Available data =>
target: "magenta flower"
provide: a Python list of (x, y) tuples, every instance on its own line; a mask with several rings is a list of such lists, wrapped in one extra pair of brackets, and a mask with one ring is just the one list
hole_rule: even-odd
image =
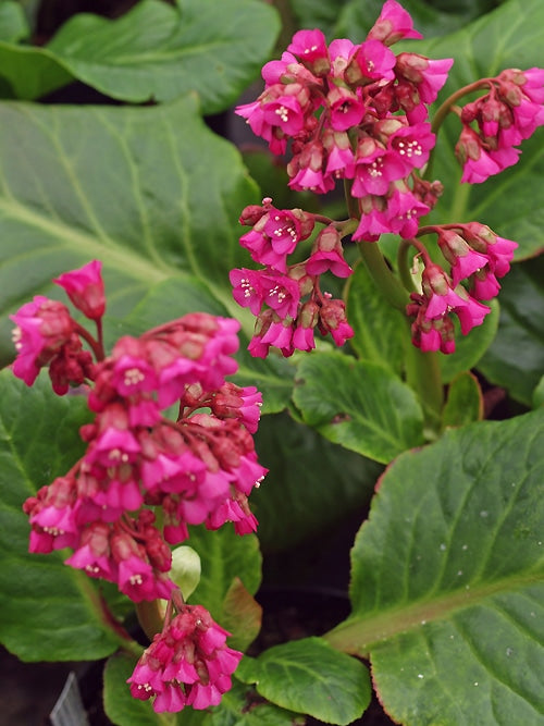
[(313, 253), (306, 262), (306, 271), (311, 275), (323, 274), (330, 270), (336, 278), (349, 278), (354, 272), (336, 249)]
[(435, 61), (417, 53), (399, 53), (396, 58), (395, 73), (416, 86), (423, 103), (433, 103), (446, 83), (453, 64), (453, 58)]
[(325, 36), (319, 29), (295, 33), (287, 51), (297, 56), (316, 75), (323, 75), (331, 69)]
[[(393, 81), (396, 56), (380, 40), (366, 40), (357, 47), (346, 72), (350, 83)], [(357, 73), (359, 71), (359, 73)]]
[(75, 321), (65, 305), (42, 295), (36, 295), (10, 319), (16, 325), (12, 333), (17, 350), (13, 373), (27, 385), (33, 385), (40, 368), (71, 341)]
[(438, 246), (446, 260), (452, 264), (454, 287), (456, 287), (461, 280), (470, 278), (470, 275), (487, 264), (487, 257), (472, 249), (472, 247), (470, 247), (470, 245), (453, 230), (440, 230)]
[(242, 660), (227, 636), (201, 605), (183, 605), (138, 661), (127, 680), (131, 693), (152, 698), (156, 713), (218, 705)]
[(413, 29), (413, 21), (396, 0), (386, 0), (382, 12), (367, 36), (369, 39), (381, 40), (392, 46), (403, 38), (422, 38), (421, 33)]
[(327, 94), (331, 126), (334, 131), (347, 131), (358, 126), (364, 115), (364, 103), (344, 86), (334, 86)]
[(92, 260), (78, 270), (64, 272), (53, 280), (63, 287), (72, 304), (91, 320), (101, 318), (106, 310), (104, 285), (101, 275), (102, 263)]

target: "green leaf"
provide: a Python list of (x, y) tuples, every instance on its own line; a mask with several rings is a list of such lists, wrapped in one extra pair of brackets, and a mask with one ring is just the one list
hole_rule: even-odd
[[(504, 69), (523, 70), (542, 64), (543, 44), (544, 4), (540, 0), (509, 0), (457, 33), (419, 42), (413, 50), (430, 58), (455, 59), (440, 96), (443, 100), (462, 86), (480, 77), (495, 76)], [(534, 255), (544, 245), (543, 130), (537, 128), (522, 143), (522, 155), (515, 167), (473, 185), (458, 182), (461, 170), (454, 146), (459, 133), (458, 119), (449, 118), (438, 135), (433, 177), (440, 179), (445, 189), (431, 221), (479, 221), (502, 237), (519, 243), (516, 259)]]
[(394, 721), (541, 723), (543, 447), (540, 409), (448, 431), (383, 476), (351, 553), (353, 614), (327, 639), (370, 654)]
[[(202, 563), (200, 581), (190, 601), (203, 605), (214, 620), (232, 632), (230, 643), (246, 642), (248, 633), (252, 636), (255, 632), (256, 625), (256, 611), (248, 595), (254, 595), (261, 582), (261, 554), (257, 537), (240, 537), (234, 527), (225, 525), (217, 531), (193, 527), (188, 541)], [(240, 585), (246, 592), (242, 591)], [(243, 601), (244, 607), (236, 618), (233, 607), (237, 599), (240, 604)]]
[(258, 659), (246, 657), (236, 675), (255, 682), (272, 703), (327, 724), (350, 724), (370, 702), (364, 665), (334, 651), (321, 638), (274, 645)]
[(376, 462), (423, 443), (413, 392), (382, 366), (313, 353), (298, 366), (293, 399), (325, 439)]
[(483, 417), (483, 397), (475, 376), (459, 373), (452, 381), (442, 414), (444, 427), (458, 428)]
[(71, 83), (74, 77), (47, 48), (15, 46), (0, 40), (0, 77), (11, 93), (2, 96), (35, 99)]
[(533, 408), (544, 406), (544, 376), (541, 378), (539, 385), (533, 391)]
[[(94, 258), (103, 261), (110, 345), (195, 310), (244, 319), (228, 271), (247, 261), (237, 218), (256, 187), (194, 98), (140, 109), (4, 104), (0, 120), (2, 361), (14, 354), (8, 312), (35, 294), (65, 299), (52, 278)], [(293, 366), (255, 359), (246, 343), (236, 381), (281, 410)]]
[(251, 493), (264, 552), (300, 544), (368, 504), (382, 467), (323, 439), (287, 414), (265, 417), (256, 435), (268, 472)]
[(14, 0), (0, 2), (0, 39), (8, 42), (24, 40), (30, 34), (23, 8)]
[(67, 554), (28, 553), (21, 508), (83, 454), (87, 421), (85, 398), (55, 396), (46, 376), (28, 389), (0, 373), (0, 641), (24, 661), (92, 660), (119, 645), (94, 582), (63, 564)]
[(109, 21), (81, 13), (48, 50), (75, 78), (124, 101), (170, 101), (198, 93), (203, 113), (236, 100), (269, 59), (277, 14), (256, 0), (141, 0)]
[(357, 356), (400, 376), (405, 369), (405, 346), (410, 345), (407, 318), (383, 296), (361, 263), (349, 278), (347, 316), (355, 330), (349, 343)]
[(544, 369), (544, 256), (515, 264), (500, 291), (498, 332), (478, 369), (531, 406)]
[[(194, 98), (138, 109), (3, 104), (0, 119), (2, 315), (36, 293), (61, 297), (51, 278), (92, 258), (104, 263), (118, 318), (153, 284), (182, 290), (181, 271), (234, 309), (236, 218), (256, 189)], [(171, 307), (164, 299), (158, 322)]]
[(255, 698), (247, 686), (234, 681), (221, 704), (212, 709), (209, 726), (304, 726), (305, 723), (304, 717)]
[(262, 607), (239, 577), (233, 579), (226, 591), (221, 620), (222, 626), (233, 633), (228, 645), (239, 651), (245, 651), (260, 632)]
[(348, 0), (290, 0), (301, 28), (319, 27), (329, 35), (346, 3)]
[[(502, 299), (502, 296), (499, 296)], [(440, 354), (442, 378), (449, 383), (459, 373), (478, 366), (482, 356), (492, 344), (498, 328), (499, 306), (496, 299), (486, 303), (491, 312), (481, 325), (473, 328), (468, 335), (462, 335), (457, 316), (452, 316), (455, 324), (455, 353)]]

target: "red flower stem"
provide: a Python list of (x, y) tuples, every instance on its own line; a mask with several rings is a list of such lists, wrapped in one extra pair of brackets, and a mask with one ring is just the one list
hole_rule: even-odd
[(95, 321), (97, 325), (97, 342), (100, 347), (100, 356), (97, 356), (97, 360), (103, 360), (106, 358), (103, 349), (103, 329), (102, 329), (102, 318), (99, 318)]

Exercise instructions => Please count the lines in the listing that contain the word "flower" and give only that number.

Output for this task => 2